(Materials provided)
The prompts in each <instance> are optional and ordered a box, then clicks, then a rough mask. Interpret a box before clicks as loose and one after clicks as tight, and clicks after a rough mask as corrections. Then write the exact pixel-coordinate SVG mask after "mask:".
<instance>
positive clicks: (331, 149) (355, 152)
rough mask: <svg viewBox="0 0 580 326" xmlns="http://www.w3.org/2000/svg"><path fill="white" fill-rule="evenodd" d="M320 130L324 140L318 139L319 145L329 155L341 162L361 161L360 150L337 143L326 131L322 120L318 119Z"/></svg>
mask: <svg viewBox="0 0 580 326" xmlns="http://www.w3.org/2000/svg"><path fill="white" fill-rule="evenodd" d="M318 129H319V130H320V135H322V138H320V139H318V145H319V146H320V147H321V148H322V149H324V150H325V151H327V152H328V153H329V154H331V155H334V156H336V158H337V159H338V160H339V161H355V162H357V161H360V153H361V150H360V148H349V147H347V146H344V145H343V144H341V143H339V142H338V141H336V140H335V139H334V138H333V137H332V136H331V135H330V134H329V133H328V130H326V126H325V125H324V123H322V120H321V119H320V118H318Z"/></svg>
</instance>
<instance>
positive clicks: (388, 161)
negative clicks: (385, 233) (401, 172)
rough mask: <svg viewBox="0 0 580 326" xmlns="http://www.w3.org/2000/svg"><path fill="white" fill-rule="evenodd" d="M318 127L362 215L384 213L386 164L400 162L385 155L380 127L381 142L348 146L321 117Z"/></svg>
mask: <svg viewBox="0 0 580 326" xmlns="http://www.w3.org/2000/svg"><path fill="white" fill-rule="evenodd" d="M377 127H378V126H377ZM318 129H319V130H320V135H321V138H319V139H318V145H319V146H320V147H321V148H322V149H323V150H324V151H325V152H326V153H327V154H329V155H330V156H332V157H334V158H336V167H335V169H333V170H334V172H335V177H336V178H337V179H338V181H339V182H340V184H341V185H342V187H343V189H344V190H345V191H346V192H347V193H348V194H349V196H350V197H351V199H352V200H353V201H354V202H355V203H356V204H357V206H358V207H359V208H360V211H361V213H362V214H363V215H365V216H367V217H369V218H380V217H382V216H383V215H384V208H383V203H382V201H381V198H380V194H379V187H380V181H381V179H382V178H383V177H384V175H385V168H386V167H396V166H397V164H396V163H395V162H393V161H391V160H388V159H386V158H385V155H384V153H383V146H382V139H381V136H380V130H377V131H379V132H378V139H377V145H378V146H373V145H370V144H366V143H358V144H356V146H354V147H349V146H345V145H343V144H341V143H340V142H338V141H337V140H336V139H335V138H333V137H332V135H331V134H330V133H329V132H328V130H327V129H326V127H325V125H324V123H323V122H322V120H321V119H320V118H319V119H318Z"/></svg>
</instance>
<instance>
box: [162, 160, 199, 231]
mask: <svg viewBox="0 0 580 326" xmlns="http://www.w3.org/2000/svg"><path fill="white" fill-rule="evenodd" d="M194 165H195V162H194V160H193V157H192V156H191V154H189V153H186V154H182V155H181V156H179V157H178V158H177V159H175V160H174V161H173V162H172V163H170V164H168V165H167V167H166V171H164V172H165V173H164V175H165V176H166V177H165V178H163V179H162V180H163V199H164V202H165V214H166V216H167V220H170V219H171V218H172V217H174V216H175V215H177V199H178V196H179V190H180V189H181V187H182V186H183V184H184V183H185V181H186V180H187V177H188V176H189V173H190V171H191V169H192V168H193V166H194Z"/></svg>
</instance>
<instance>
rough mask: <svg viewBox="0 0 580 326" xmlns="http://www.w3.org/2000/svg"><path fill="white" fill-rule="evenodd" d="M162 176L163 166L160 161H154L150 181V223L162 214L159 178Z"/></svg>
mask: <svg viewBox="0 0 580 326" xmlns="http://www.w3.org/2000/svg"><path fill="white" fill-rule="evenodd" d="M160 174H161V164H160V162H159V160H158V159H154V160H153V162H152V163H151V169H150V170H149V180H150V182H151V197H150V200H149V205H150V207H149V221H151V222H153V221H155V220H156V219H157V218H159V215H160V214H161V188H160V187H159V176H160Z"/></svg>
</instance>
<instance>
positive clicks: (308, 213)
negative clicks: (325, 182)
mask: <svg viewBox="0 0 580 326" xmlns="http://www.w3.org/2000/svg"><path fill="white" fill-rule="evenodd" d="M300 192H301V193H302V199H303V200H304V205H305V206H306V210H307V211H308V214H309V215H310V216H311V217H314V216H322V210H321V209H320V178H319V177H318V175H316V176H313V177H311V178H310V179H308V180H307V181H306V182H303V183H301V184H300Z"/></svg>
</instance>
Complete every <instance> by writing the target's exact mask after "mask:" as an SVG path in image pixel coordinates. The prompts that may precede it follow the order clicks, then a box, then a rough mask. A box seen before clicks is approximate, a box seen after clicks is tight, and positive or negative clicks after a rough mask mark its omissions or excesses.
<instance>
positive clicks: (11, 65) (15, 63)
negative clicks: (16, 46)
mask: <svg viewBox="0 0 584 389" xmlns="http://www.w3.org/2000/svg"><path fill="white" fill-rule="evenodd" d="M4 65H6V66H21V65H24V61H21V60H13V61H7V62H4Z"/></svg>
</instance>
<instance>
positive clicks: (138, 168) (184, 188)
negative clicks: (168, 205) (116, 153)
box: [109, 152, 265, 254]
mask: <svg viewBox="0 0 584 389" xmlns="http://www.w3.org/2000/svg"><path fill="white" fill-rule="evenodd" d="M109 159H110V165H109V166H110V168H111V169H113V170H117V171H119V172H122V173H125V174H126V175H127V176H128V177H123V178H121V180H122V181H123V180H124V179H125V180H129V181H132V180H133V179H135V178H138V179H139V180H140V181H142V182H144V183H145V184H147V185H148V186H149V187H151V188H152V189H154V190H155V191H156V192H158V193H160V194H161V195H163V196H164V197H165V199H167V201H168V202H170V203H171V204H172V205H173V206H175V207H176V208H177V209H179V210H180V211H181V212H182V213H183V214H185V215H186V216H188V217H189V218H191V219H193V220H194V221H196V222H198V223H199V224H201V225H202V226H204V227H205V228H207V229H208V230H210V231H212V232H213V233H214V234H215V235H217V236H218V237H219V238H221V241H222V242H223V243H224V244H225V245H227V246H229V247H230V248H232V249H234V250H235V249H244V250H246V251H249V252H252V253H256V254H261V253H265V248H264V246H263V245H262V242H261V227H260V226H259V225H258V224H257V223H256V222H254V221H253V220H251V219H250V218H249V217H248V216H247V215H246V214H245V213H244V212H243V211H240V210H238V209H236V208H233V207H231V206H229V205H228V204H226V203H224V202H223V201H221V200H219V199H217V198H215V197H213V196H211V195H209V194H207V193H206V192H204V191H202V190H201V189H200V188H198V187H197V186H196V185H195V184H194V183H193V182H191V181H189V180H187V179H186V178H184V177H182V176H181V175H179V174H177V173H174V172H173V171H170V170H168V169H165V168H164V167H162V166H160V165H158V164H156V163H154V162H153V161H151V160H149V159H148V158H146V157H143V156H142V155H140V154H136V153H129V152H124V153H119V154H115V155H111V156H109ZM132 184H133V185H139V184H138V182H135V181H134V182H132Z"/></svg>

(Problem to solve)
The full listing should be duplicated exactly, line by line.

(Answer to this problem)
The prompts in each <instance> are optional and ordered a box, then clicks, then a rough mask. Interpret a box before clicks as loose and one after clicks as tight, and clicks after a rough mask as corrections. Then write the exact pixel-coordinate SVG mask after "mask:".
<instance>
positive clicks: (331, 149) (355, 152)
rough mask: <svg viewBox="0 0 580 326" xmlns="http://www.w3.org/2000/svg"><path fill="white" fill-rule="evenodd" d="M320 130L324 140L318 139L319 145L329 155L341 162L361 161L360 150L337 143L326 131L322 120L318 119Z"/></svg>
mask: <svg viewBox="0 0 580 326" xmlns="http://www.w3.org/2000/svg"><path fill="white" fill-rule="evenodd" d="M318 129H319V130H320V135H322V138H320V139H318V145H319V146H320V147H321V148H322V149H324V150H325V151H327V152H328V153H329V154H331V155H334V156H336V158H337V159H338V160H339V161H355V162H357V161H360V153H361V150H360V148H349V147H347V146H344V145H343V144H341V143H339V142H338V141H336V140H335V139H334V138H333V137H332V136H331V135H330V134H329V133H328V130H326V126H325V125H324V123H322V120H321V119H320V118H318Z"/></svg>
</instance>
<instance>
positive clicks: (388, 161)
negative clicks: (385, 233) (401, 172)
rough mask: <svg viewBox="0 0 580 326" xmlns="http://www.w3.org/2000/svg"><path fill="white" fill-rule="evenodd" d="M318 127L362 215L384 213L386 164L400 162L385 155L380 127L381 142L348 146L321 117Z"/></svg>
mask: <svg viewBox="0 0 580 326" xmlns="http://www.w3.org/2000/svg"><path fill="white" fill-rule="evenodd" d="M377 127H378V126H377ZM318 129H319V130H320V135H321V138H319V139H318V145H319V146H320V147H321V148H322V149H323V150H324V151H325V152H326V153H327V154H329V155H330V156H332V157H334V158H336V167H335V169H333V170H334V172H335V177H336V178H337V179H338V181H339V182H340V184H341V185H342V187H343V189H344V190H345V191H346V192H347V193H348V194H349V196H350V197H351V199H352V200H353V201H354V202H355V203H356V204H357V206H358V207H359V208H360V211H361V213H362V214H363V215H365V216H367V217H369V218H380V217H382V216H383V215H384V208H383V203H382V201H381V198H380V194H379V187H380V181H381V179H382V178H383V177H384V175H385V168H386V167H396V166H397V164H396V163H395V162H393V161H391V160H388V159H386V158H385V155H384V153H383V146H382V139H381V136H380V130H377V131H379V132H378V139H377V145H378V146H373V145H370V144H366V143H358V144H356V146H354V147H349V146H345V145H343V144H341V143H340V142H338V141H337V140H336V139H335V138H333V137H332V135H331V134H330V133H329V132H328V130H327V129H326V127H325V125H324V123H323V122H322V120H321V119H320V118H319V119H318Z"/></svg>
</instance>
<instance>
box: [162, 160, 199, 231]
mask: <svg viewBox="0 0 580 326" xmlns="http://www.w3.org/2000/svg"><path fill="white" fill-rule="evenodd" d="M194 165H195V162H194V160H193V157H192V156H191V154H189V153H186V154H182V155H181V156H179V157H178V158H177V159H175V160H174V161H173V162H172V163H170V164H168V165H167V167H166V171H164V172H165V173H164V175H165V176H166V177H165V178H163V179H162V180H163V199H164V202H165V214H166V216H167V220H170V219H171V218H172V217H174V216H175V215H177V199H178V196H179V190H180V189H181V187H182V186H183V184H184V183H185V181H186V180H187V177H188V176H189V173H190V171H191V169H192V168H193V166H194Z"/></svg>
</instance>
<instance>
rough mask: <svg viewBox="0 0 580 326" xmlns="http://www.w3.org/2000/svg"><path fill="white" fill-rule="evenodd" d="M162 176L163 166L160 161H154L150 181V223L162 214L159 178Z"/></svg>
mask: <svg viewBox="0 0 580 326" xmlns="http://www.w3.org/2000/svg"><path fill="white" fill-rule="evenodd" d="M160 174H161V164H160V162H159V160H158V159H154V160H153V162H152V163H151V169H150V170H149V180H150V182H151V197H150V200H149V205H150V207H149V221H151V222H153V221H155V220H156V219H157V218H159V215H160V214H161V188H160V187H159V176H160Z"/></svg>
</instance>
<instance>
positive clicks: (308, 213)
negative clicks: (325, 182)
mask: <svg viewBox="0 0 580 326" xmlns="http://www.w3.org/2000/svg"><path fill="white" fill-rule="evenodd" d="M300 192H301V193H302V199H303V200H304V205H305V206H306V210H307V211H308V214H309V215H310V216H311V217H314V216H322V210H321V209H320V178H319V177H318V175H316V176H313V177H311V178H310V179H308V180H307V181H306V182H303V183H301V184H300Z"/></svg>
</instance>
Complete every <instance> by writing the target's exact mask after "mask:" as an SVG path in image pixel coordinates. The prompts that may precede it follow the order clicks, then a box, then a rough mask. A box seen before clicks is approximate, a box seen after clicks is tight, and positive or negative clicks after a rough mask mark its omissions or excesses.
<instance>
positive clicks: (11, 65) (15, 63)
negative clicks: (16, 46)
mask: <svg viewBox="0 0 584 389" xmlns="http://www.w3.org/2000/svg"><path fill="white" fill-rule="evenodd" d="M4 65H6V66H21V65H24V61H21V60H13V61H7V62H4Z"/></svg>
</instance>
<instance>
positive clicks: (138, 168) (184, 188)
negative clicks: (168, 205) (116, 153)
box: [109, 152, 265, 254]
mask: <svg viewBox="0 0 584 389" xmlns="http://www.w3.org/2000/svg"><path fill="white" fill-rule="evenodd" d="M109 159H110V165H109V166H110V168H111V169H113V170H117V171H119V172H122V173H125V174H126V175H127V176H128V177H123V178H121V180H122V181H123V180H124V179H125V180H129V181H132V180H133V179H135V178H138V179H139V180H140V181H142V182H144V183H145V184H147V185H148V186H149V187H151V188H152V189H154V190H155V191H156V192H158V193H160V194H161V195H163V196H164V197H165V199H167V201H168V202H170V203H171V204H172V205H173V206H175V207H176V208H177V209H179V210H180V211H181V212H182V213H183V214H185V215H186V216H188V217H189V218H191V219H193V220H194V221H196V222H198V223H199V224H201V225H202V226H204V227H205V228H207V229H208V230H210V231H212V232H213V233H214V234H215V235H217V236H218V237H219V238H221V241H222V242H223V243H224V244H225V245H227V246H229V247H230V248H232V249H234V250H235V249H244V250H246V251H249V252H252V253H256V254H261V253H265V248H264V246H263V245H262V242H261V227H260V226H259V225H258V224H257V223H256V222H254V221H253V220H251V219H250V218H249V217H248V216H247V215H246V214H245V213H244V212H243V211H240V210H238V209H236V208H233V207H231V206H229V205H228V204H226V203H224V202H223V201H221V200H219V199H217V198H215V197H213V196H211V195H209V194H207V193H206V192H204V191H202V190H201V189H200V188H198V187H197V186H196V185H195V184H194V183H193V182H191V181H189V180H187V179H186V178H184V177H182V176H181V175H179V174H177V173H174V172H173V171H170V170H168V169H165V168H164V167H162V166H160V165H158V164H156V163H154V162H153V161H151V160H149V159H148V158H146V157H143V156H142V155H140V154H136V153H129V152H124V153H119V154H115V155H111V156H109ZM132 184H133V185H139V184H138V182H135V181H134V182H132Z"/></svg>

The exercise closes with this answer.